** Provided data **
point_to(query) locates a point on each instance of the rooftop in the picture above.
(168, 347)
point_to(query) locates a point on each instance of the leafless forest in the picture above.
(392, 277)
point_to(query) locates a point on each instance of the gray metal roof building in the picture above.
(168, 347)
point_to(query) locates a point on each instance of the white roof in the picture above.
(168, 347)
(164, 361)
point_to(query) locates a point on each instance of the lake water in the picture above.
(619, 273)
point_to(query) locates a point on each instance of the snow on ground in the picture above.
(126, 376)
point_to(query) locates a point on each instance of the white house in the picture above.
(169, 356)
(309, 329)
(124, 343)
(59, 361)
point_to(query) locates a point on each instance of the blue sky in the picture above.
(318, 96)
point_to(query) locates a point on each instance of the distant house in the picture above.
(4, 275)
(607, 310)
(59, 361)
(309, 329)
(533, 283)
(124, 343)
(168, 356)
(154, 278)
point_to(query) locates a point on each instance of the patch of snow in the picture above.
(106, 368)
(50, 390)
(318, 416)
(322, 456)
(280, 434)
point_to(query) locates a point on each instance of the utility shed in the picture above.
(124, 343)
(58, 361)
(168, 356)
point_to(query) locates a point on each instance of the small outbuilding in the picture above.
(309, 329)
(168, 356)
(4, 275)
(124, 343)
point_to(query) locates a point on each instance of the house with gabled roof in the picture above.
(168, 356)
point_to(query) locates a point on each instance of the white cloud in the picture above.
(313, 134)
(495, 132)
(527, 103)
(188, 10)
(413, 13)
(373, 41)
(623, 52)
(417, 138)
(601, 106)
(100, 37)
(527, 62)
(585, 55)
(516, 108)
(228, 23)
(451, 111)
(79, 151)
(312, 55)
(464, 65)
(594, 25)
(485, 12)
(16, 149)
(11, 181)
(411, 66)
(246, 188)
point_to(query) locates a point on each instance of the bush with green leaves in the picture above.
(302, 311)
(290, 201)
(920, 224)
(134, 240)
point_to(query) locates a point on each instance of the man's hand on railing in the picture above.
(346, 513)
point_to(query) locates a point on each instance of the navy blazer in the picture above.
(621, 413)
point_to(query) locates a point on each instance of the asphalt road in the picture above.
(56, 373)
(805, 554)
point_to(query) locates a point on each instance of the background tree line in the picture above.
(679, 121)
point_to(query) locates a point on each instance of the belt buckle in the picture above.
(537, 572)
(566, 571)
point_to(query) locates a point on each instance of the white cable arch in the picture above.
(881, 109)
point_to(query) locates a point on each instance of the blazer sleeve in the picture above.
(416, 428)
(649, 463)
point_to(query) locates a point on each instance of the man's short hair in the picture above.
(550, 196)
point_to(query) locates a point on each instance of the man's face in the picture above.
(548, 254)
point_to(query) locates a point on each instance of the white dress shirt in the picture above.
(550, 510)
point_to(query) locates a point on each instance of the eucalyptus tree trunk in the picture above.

** Work request **
Set down the material exactly, keeping every line.

** Answer box **
point_to(query) locates a point on each instance of the rooftop in the picture above.
(168, 347)
point_to(query) locates a point on each instance of the leafless forest in the picture above.
(392, 277)
point_to(query) locates a point on each instance of the gray metal roof building in the picture above.
(168, 347)
point_to(query) locates a point on each instance of the white roof in the picture above.
(168, 347)
(164, 361)
point_to(query) locates a point on each instance of the lake water in the picture above.
(619, 273)
point_to(query) locates a point on each instance of the snow on ground in the picture above.
(126, 376)
point_to(query) locates a point on each instance of the white house in the picture above.
(169, 356)
(309, 329)
(124, 343)
(59, 361)
point_to(query) locates a point on each instance of the blue sky in the picture above.
(318, 96)
point_to(query) locates a point on each instance of the distant house in the picture above.
(4, 275)
(607, 310)
(59, 361)
(309, 329)
(533, 283)
(124, 343)
(168, 356)
(154, 278)
point_to(query) locates a point on each instance of the patch of snow in the picture above.
(106, 368)
(50, 390)
(318, 416)
(322, 456)
(280, 434)
point_to(query) locates a point on each instance of the utility shed in the picture above.
(124, 343)
(58, 361)
(168, 356)
point_to(query) locates a point on each instance of the small outbuilding in the picture above.
(309, 329)
(168, 356)
(4, 275)
(124, 343)
point_to(query) locates a point on each instance of the house with gabled roof in the picture above.
(168, 356)
point_to(query) locates a point on each instance of the white cloud in the picture above.
(313, 134)
(495, 132)
(527, 103)
(188, 10)
(413, 13)
(373, 41)
(623, 52)
(417, 138)
(601, 106)
(100, 37)
(527, 62)
(585, 55)
(516, 108)
(228, 23)
(451, 111)
(79, 151)
(312, 55)
(464, 65)
(594, 25)
(485, 12)
(16, 149)
(11, 181)
(411, 66)
(246, 188)
point_to(query) locates a point on each instance of the bush with green leaves in the picture above.
(302, 311)
(290, 201)
(920, 224)
(134, 240)
point_to(query) locates a point on each instance of the man's hand on railing in the picture above.
(346, 513)
point_to(query) locates a point on each instance of the navy blazer in the picture above.
(621, 413)
point_to(query) locates a point on each instance of the asphalt road in the picture above.
(56, 373)
(805, 554)
point_to(query) locates a point on each instance of the background tree line in the picture above.
(679, 121)
point_to(query) locates a point on each instance of the belt buckle in the picture above.
(537, 572)
(566, 571)
point_to(query) locates a point on each instance of the white cable arch in the picture above.
(881, 109)
point_to(query) locates a point on each instance of the blazer sleeve in the picture above.
(416, 428)
(649, 463)
point_to(query) locates a point on each instance of the man's short hair in the picture above.
(550, 196)
point_to(query) locates a point on each instance of the man's face in the picture above.
(548, 254)
point_to(query) locates a point on each instance of the white dress shirt in the picture above.
(550, 510)
point_to(query) locates a point on each instance of the eucalyptus tree trunk in the picture above.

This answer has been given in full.